Document section:
::::
I don't mind all this it just cut into my sewing time, as in I don't get much, anymore.
I have finished a bunch of hand work things, since I have been populating the waiting rooms of several different facilities lately And will probably finish a few more as we aren't done yet.

I am missing the long arm/quilt guild work but I haven't had the head space for it.
All in all not earth shattering things, just mess up my routine things.

Dad at the Lincoln park conservatory 1966
As everything is changing on me, pent up feelings about my dads death, 19 years ago, are roiling around my head.
He and my mother divorced when I was 2.  He went back to live in Lacrosse, mom and I stayed in Chicago and because of that, we weren't close. 
We were just starting to connect more after my children were born but I find myself sad that we didn't get to know each other better.
Since his death I have gotten to know that side of the family a little more. I correspond with my step-sister, one of my uncles and a couple of cousins fairly regularly.
::::
Data:
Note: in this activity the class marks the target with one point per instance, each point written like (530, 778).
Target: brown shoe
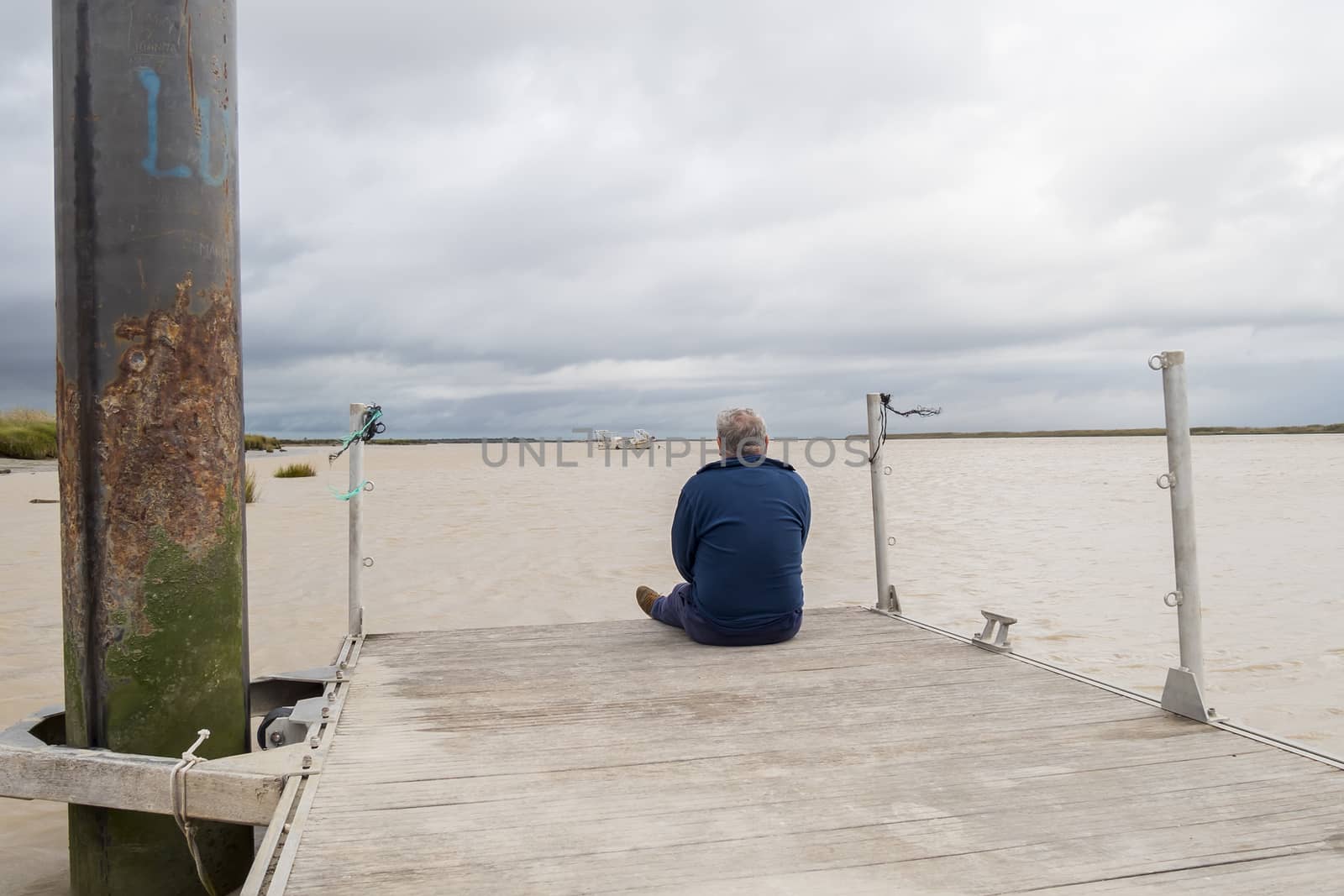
::::
Requests:
1. Decide whether each statement below agrees with the passage about sewing time and the writer's father. Answer yes or no for each and quote the deciding words from the passage.
(a) The writer's parents divorced when the writer was 2.
(b) After the divorce, the writer and the mother moved to Lacrosse.
(c) The writer's father died 19 years ago.
2. Please write the next part of the personal post about the writer's late father, starting right after its last sentence about writing to relatives.

Answer list:
1.
(a) Yes: "He and my mother divorced when I was 2."
(b) No: "He went back to live in Lacrosse, mom and I stayed in Chicago"
(c) Yes: "my dads death, 19 years ago"

2.
What caught me off guard was not knowing that my father loved Gnomes at christmas time. Then I started to think of all the other things I didn't know about him, everyday simple things one should know about a parent, how he liked his steak, favorite color, season etc.
Dad & I 1986


I got sad for a while. Then I talked to my sea-star (step-sister) and we talked, Through her I am getting to know the kindhearted gentile man who was my dad.
Steak-rare, with a good scotch or an old-fashioned. Thanksgiving and Christmas, he was a sneaky present giver, Things hiding in/behind things.
He liked Jazz and classical music, the color blue and going for long rambling walk and talks.
I take solace in knowing all the things I missed out on, my sea-star got to enjoy because I wasn't there.